── Text passage

A new study by Dr. Robert Eyler, a Professor of Economics and Director of the Center for Regional Economic Analysis at Sonoma State University projects if occupancy rates do not rise and remain stable as leading hospitality research organizations like Smith Travel Research (STR) predict, Measure B won't be able to reach its intended target of $2.7 million and will very likely fall short, could even decrease the amount of funds raised, and its effects could spill over to the entire Sonoma county because many event planners would avoid the county all together because of perceived increased costs of hosting events in the county.
Because of the recent fires and COVID shelter in place orders, the leading hospitality forecasting company, STR, sees a lower year occupancy in 2021 and 2022, so Measure B's effect could be muted and not generate as much revenue as the proponents are saying it will, $2.7 million.

────
── Stored data

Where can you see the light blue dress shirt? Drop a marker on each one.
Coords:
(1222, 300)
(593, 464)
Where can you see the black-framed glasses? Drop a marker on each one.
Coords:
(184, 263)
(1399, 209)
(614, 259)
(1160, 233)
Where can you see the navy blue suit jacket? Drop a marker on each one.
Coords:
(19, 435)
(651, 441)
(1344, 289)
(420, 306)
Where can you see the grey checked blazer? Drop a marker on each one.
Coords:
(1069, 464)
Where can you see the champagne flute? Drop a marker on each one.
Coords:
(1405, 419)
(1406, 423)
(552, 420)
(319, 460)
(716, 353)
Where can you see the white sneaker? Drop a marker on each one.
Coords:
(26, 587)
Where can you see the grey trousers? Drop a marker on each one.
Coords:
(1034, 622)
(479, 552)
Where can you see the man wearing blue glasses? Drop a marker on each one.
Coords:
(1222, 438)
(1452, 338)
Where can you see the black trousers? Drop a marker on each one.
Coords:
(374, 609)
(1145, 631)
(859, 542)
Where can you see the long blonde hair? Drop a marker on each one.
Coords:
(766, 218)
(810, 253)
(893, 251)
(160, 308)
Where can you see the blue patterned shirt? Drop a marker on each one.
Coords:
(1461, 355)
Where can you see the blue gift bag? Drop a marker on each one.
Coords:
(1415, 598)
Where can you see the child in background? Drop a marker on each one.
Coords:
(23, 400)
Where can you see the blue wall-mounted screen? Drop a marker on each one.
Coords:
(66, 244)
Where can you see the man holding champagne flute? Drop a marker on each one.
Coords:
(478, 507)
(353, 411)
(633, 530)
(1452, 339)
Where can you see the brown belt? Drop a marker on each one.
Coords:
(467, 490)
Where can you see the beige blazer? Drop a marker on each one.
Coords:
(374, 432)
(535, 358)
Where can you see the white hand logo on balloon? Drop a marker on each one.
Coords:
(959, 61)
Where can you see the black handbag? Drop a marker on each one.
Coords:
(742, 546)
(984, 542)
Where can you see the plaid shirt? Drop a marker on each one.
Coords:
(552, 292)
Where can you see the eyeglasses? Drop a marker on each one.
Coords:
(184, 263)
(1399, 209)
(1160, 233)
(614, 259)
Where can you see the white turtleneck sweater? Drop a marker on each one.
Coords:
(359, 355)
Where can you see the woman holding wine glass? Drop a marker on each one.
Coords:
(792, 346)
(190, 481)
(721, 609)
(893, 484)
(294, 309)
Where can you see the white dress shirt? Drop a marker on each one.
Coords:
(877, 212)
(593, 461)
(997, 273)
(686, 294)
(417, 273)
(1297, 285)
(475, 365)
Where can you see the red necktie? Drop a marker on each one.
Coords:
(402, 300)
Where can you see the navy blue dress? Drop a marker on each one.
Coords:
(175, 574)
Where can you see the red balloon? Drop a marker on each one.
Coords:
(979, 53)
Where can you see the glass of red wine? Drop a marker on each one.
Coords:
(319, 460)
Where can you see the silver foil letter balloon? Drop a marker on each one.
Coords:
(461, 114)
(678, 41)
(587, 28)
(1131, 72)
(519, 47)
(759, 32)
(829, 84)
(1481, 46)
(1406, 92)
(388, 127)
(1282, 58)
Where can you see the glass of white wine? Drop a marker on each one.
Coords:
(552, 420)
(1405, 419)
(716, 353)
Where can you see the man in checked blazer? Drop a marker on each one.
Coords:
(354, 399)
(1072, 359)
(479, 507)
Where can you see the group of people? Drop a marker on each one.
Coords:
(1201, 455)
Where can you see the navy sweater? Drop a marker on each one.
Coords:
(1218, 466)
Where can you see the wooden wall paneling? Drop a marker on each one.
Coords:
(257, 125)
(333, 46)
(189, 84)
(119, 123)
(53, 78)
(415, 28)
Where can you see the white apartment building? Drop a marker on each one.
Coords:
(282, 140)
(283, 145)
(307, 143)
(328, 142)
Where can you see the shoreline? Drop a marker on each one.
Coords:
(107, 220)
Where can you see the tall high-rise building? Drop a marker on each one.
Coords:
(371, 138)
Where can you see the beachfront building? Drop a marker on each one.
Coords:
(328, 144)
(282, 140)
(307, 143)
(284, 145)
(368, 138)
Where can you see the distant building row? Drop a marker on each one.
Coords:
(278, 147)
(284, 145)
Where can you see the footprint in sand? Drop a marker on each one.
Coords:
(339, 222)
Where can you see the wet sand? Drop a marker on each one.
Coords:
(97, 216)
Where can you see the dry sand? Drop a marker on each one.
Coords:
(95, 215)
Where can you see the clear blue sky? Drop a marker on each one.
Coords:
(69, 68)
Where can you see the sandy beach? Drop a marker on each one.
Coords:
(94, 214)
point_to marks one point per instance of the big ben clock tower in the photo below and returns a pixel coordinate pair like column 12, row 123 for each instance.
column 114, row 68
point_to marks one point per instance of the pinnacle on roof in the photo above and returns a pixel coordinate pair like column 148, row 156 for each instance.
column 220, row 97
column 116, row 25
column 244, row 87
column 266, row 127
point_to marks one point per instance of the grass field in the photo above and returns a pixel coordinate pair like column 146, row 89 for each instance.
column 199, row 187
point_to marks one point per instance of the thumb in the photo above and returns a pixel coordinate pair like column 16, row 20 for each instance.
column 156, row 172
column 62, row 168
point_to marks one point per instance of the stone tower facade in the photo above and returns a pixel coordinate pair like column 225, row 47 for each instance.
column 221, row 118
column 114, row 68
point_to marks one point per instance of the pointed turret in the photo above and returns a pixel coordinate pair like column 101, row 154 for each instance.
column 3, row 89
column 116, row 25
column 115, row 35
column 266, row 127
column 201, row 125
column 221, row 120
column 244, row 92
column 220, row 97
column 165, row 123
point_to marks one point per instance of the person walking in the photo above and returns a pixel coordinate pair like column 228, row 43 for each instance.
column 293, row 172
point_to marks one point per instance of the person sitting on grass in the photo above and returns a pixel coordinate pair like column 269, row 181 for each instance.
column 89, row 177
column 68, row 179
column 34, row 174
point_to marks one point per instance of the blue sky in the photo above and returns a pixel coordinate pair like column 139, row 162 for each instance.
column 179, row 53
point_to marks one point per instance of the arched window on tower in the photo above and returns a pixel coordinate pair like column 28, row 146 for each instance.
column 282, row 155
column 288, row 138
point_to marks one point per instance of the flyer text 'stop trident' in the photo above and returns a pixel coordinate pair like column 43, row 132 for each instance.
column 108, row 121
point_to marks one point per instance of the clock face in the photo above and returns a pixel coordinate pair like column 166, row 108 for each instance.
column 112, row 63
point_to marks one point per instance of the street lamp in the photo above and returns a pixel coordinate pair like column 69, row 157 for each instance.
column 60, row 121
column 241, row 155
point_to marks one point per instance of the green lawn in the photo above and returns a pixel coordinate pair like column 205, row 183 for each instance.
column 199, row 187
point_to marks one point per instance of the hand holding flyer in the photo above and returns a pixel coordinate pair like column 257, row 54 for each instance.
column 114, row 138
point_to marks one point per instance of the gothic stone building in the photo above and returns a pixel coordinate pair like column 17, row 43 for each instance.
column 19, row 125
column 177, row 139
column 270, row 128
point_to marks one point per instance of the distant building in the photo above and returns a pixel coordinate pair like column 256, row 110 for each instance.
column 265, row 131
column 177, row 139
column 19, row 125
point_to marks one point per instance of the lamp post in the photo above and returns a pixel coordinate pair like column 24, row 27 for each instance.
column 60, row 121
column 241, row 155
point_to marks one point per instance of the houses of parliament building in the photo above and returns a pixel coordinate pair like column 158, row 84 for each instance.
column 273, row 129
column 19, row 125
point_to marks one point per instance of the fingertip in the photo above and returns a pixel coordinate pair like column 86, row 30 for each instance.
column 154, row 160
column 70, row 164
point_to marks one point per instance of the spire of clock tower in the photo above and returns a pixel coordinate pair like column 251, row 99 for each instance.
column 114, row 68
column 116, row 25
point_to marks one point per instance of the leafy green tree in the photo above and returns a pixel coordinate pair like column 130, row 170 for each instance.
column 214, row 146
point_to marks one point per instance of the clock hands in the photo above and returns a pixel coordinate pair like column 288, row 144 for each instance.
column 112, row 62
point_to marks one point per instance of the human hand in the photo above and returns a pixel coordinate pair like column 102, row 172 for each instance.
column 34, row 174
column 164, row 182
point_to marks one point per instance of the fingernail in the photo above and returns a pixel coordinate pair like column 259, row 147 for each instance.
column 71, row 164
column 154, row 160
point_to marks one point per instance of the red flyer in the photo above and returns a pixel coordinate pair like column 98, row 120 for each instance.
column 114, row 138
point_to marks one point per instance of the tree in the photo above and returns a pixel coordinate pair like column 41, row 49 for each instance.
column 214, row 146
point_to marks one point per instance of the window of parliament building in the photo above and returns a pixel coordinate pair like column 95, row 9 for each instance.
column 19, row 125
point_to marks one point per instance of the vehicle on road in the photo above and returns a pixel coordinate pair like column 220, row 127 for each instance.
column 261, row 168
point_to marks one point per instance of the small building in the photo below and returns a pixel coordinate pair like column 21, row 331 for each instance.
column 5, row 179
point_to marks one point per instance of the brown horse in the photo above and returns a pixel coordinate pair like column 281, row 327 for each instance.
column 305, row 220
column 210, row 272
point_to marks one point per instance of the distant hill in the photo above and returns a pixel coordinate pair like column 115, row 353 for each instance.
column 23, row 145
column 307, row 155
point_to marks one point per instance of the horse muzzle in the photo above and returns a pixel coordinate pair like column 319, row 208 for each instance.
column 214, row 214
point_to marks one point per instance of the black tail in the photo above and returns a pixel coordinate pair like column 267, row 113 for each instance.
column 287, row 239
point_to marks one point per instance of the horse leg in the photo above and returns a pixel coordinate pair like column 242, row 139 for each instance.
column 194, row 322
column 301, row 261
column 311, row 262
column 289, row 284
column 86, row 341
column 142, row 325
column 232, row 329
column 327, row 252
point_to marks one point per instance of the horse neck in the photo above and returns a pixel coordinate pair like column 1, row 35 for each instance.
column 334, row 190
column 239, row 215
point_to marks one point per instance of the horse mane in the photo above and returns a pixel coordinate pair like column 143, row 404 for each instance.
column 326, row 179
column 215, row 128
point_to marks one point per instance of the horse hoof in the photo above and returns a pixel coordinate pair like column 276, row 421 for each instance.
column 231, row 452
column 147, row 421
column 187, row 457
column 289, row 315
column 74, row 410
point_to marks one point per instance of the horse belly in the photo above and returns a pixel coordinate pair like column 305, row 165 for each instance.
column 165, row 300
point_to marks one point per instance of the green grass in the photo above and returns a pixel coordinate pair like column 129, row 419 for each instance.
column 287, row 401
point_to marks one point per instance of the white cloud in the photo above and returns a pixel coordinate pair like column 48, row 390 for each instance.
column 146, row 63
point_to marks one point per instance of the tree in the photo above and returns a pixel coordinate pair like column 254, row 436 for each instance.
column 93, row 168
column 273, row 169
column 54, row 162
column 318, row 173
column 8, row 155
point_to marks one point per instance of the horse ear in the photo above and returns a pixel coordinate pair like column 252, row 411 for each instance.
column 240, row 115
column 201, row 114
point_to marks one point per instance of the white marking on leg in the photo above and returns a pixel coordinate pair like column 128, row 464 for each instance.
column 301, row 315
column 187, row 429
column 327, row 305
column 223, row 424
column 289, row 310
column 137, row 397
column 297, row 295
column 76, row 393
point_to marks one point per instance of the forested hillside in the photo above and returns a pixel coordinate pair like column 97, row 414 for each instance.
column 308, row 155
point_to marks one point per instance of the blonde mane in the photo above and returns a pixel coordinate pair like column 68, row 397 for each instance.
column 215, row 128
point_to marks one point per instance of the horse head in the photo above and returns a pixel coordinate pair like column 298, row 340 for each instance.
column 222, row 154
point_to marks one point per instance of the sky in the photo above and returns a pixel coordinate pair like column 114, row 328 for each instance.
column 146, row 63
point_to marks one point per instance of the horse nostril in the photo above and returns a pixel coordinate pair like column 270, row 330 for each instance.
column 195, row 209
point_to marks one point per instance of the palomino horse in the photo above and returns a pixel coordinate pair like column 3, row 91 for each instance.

────

**The problem**
According to the passage on Measure B, why could the measure's effects spill over to all of Sonoma County?

**Task output**
Many event planners would avoid the county altogether because of the perceived increased costs of hosting events there.